[Natural language region descriptions]
=== Section Start ===

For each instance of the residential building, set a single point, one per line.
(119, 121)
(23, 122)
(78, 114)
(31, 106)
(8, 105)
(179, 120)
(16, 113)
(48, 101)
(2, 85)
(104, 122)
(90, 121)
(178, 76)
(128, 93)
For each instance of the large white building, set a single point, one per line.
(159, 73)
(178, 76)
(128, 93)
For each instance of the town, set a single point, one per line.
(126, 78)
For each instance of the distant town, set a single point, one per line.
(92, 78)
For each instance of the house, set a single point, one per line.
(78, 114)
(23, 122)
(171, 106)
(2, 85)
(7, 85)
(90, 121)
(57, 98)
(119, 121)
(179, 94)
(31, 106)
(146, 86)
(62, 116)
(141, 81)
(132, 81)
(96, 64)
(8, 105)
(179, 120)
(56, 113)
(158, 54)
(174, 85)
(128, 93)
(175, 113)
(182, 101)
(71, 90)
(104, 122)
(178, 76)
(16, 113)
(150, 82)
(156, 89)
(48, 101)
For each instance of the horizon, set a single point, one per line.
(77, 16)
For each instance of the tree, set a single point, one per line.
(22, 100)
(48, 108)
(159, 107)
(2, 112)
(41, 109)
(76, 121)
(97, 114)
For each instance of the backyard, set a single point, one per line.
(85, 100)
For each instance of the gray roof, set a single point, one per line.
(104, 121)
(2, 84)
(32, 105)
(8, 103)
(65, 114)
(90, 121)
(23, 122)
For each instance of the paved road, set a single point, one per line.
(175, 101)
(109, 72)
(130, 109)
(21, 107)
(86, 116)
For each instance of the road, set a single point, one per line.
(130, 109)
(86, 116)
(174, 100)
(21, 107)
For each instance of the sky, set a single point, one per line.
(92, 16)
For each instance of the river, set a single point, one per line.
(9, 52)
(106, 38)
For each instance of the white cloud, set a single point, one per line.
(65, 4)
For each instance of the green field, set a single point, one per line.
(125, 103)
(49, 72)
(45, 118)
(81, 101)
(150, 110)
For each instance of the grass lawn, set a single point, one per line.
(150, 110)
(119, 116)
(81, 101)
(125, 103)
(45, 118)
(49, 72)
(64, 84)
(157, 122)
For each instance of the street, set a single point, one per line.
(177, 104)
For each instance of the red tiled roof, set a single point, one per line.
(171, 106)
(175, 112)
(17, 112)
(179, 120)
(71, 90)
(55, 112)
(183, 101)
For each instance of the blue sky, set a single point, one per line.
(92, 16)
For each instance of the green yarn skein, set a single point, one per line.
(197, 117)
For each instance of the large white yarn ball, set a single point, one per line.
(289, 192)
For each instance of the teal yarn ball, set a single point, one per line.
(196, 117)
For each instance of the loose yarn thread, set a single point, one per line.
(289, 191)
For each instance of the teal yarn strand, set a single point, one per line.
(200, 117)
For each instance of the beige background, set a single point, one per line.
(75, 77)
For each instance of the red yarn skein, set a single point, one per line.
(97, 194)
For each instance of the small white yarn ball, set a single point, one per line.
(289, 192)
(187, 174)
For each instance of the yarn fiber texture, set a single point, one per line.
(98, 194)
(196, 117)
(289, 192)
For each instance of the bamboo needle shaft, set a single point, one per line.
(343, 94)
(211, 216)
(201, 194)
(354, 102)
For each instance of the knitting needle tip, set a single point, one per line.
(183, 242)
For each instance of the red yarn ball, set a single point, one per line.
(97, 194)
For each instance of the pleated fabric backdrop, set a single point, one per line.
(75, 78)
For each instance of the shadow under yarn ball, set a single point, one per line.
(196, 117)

=== Section End ===

## WHAT TO DO
Reproduce every record word for word.

## ANSWER BOX
For each instance of the residential building, set a single point, one per line.
(119, 121)
(23, 122)
(78, 114)
(31, 106)
(8, 105)
(179, 120)
(16, 113)
(48, 101)
(2, 85)
(104, 122)
(90, 121)
(178, 76)
(128, 93)
For each instance of the large white building, set a single point, one per line.
(159, 73)
(178, 76)
(128, 93)
For each instance of the town, set a single point, one per line.
(126, 78)
For each instance of the distant town, set a single point, one per line.
(92, 78)
For each instance of the house, set a single point, one per line.
(78, 114)
(23, 122)
(171, 106)
(2, 85)
(7, 85)
(90, 121)
(57, 98)
(119, 121)
(179, 94)
(31, 106)
(146, 86)
(62, 116)
(141, 81)
(132, 81)
(96, 64)
(8, 105)
(179, 120)
(56, 113)
(158, 54)
(174, 85)
(128, 93)
(175, 113)
(182, 101)
(71, 90)
(104, 122)
(178, 76)
(16, 113)
(150, 82)
(156, 89)
(48, 101)
For each instance of the horizon, set a single point, one per line.
(77, 16)
For each instance of the tree, set a single point, one per line.
(22, 100)
(48, 108)
(159, 107)
(2, 112)
(41, 109)
(76, 121)
(97, 114)
For each instance of the backyard, set a single point, one per line.
(85, 100)
For each instance of the gray roof, set a single point, one per line.
(104, 121)
(2, 84)
(32, 105)
(8, 103)
(65, 114)
(90, 121)
(23, 122)
For each instance of the paved road, set a single point, one per line.
(175, 101)
(109, 72)
(130, 109)
(21, 107)
(86, 116)
For each instance of the road, set a single point, one per line.
(130, 109)
(86, 116)
(174, 100)
(21, 107)
For each instance of the sky, set a single point, one per line.
(92, 16)
For each instance of the river, set a single point, one per line.
(9, 52)
(106, 38)
For each instance of the white cloud, set a single point, one per line.
(65, 4)
For each instance of the green field, set a single point, one per line.
(125, 103)
(49, 72)
(45, 118)
(81, 101)
(150, 110)
For each instance of the grass lawn, set a single point, one per line.
(150, 110)
(119, 116)
(81, 101)
(125, 103)
(45, 118)
(49, 72)
(64, 84)
(157, 122)
For each instance of the street, set a single point, one per line.
(177, 104)
For each instance of the red tiled roof, set a single point, one per line.
(171, 106)
(175, 112)
(17, 112)
(179, 120)
(71, 90)
(55, 112)
(183, 101)
For each instance of the blue sky, set a single point, one per line.
(92, 16)
For each instance of the green yarn skein, set a single point, one per line.
(197, 117)
For each instance of the large white yarn ball, set a single point, one per line.
(289, 192)
For each instance of the teal yarn ball, set a single point, one per line.
(196, 117)
For each instance of the loose yarn thread, set a single point, one per line.
(289, 191)
For each instance of the teal yarn strand, set a single point, one per line.
(200, 117)
For each instance of the beige background, set a single point, one per line.
(75, 77)
For each instance of the red yarn skein, set a single point, one per line.
(97, 194)
For each instance of the small white yarn ball, set a single point, one per line.
(289, 192)
(187, 174)
For each instance of the yarn fiber texture, set a single point, one per line.
(98, 194)
(196, 117)
(289, 192)
For each instance of the bamboo needle shaft, set a single point, one per line.
(343, 94)
(211, 216)
(201, 194)
(354, 102)
For each instance of the knitting needle tip, set a single point, one per line.
(183, 242)
For each instance of the red yarn ball, set a single point, one per line.
(97, 194)
For each instance of the pleated fabric backdrop, set a single point, one per line.
(75, 78)
For each instance of the shadow under yarn ball, set a single point, one per line.
(196, 117)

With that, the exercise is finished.